» Input rows
★ ★ ★ ★ ★ ★ ★

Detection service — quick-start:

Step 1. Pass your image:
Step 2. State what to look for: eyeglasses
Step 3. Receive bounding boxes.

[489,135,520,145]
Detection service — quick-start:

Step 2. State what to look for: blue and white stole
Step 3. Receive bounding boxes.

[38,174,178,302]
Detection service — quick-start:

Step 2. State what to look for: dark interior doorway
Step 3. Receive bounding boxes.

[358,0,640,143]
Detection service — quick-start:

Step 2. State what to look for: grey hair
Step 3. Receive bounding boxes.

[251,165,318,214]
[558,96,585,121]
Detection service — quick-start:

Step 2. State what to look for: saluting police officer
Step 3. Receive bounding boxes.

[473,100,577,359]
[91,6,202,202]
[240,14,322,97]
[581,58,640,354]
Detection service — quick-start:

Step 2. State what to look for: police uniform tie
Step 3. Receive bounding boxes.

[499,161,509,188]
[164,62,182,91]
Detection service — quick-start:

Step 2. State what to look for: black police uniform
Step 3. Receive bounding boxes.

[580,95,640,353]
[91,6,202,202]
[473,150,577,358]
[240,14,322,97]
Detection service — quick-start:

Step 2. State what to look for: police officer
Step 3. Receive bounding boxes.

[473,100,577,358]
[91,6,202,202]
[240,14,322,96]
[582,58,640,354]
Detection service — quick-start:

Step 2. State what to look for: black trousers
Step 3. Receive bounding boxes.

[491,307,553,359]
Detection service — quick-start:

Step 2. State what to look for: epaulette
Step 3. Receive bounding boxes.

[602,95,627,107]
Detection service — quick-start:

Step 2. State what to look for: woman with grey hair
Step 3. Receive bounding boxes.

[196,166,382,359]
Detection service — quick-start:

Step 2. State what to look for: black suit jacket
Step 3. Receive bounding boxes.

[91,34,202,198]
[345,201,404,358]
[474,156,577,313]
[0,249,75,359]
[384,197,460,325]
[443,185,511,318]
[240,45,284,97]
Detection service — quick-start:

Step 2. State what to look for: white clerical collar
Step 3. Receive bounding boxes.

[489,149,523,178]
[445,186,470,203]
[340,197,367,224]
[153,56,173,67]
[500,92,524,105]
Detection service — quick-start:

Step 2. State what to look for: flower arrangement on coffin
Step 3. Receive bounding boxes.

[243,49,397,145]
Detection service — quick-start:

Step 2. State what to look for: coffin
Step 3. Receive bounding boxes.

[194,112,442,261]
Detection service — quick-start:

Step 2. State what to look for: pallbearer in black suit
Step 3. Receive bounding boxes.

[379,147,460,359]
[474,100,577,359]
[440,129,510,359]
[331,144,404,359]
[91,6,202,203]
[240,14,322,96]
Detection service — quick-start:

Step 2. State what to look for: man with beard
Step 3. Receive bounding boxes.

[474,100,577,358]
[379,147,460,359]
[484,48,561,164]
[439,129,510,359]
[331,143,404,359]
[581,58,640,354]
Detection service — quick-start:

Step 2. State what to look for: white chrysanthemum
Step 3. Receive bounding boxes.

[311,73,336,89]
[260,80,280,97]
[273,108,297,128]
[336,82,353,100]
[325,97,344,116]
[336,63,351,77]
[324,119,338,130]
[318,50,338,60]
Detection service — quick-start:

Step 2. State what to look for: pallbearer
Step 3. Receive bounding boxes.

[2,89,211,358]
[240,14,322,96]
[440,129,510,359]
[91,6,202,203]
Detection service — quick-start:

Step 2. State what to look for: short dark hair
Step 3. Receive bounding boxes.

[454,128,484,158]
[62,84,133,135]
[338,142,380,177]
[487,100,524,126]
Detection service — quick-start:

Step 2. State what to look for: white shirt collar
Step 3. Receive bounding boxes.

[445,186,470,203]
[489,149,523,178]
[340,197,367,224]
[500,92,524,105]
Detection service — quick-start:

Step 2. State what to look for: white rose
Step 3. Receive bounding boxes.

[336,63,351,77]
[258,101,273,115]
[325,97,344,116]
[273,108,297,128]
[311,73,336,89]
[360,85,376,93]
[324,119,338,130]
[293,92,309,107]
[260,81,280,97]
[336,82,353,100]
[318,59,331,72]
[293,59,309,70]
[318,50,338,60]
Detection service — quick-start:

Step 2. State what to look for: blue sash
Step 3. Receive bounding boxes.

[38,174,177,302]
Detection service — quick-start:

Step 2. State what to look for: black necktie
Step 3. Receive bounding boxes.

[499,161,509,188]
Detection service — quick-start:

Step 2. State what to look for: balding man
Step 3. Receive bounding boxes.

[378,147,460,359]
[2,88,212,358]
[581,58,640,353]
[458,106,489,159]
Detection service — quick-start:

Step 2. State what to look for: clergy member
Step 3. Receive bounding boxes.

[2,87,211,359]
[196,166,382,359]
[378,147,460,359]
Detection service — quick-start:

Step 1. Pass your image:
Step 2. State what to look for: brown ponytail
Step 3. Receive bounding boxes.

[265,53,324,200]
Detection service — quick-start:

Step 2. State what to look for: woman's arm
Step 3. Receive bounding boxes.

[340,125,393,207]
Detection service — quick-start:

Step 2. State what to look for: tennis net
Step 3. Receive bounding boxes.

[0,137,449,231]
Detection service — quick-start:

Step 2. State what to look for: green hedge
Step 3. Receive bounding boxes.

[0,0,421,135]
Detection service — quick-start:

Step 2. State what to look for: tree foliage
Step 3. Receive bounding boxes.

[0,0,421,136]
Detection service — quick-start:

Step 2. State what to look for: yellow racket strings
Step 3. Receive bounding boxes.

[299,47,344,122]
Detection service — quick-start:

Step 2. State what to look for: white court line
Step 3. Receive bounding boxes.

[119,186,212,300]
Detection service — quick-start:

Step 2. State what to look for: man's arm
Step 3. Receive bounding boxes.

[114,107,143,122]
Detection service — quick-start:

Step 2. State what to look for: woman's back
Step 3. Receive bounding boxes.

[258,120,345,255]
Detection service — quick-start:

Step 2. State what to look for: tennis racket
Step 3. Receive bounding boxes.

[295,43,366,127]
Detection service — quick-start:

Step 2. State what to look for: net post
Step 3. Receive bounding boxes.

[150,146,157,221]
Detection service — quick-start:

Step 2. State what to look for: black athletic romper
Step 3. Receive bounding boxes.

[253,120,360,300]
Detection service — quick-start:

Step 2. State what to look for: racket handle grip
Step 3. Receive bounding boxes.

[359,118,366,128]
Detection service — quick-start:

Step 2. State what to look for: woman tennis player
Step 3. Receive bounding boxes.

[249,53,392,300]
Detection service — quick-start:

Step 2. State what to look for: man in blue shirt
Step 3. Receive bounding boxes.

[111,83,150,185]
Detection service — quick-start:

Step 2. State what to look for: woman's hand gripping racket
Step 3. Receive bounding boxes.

★ ★ ★ ★ ★ ★ ★

Write out the material again from its first line through the line that contains "[358,0,640,143]", requests included, and shift every box coordinate in the answers up by 130.

» Problem solution
Detection service — quick-start:

Step 1. Pass your image:
Step 2. State what to look for: eyeglasses
Step 3. Receive bounding boxes.

[619,265,650,275]
Detection service — quick-start:

Step 2. State what to look for: blue and white stole
Step 3. Receive bounding boxes.

[168,304,308,432]
Detection service — quick-start:

Step 2. State what to look for: dark interior doorway
Step 3. Receive bounding boxes.

[488,130,770,273]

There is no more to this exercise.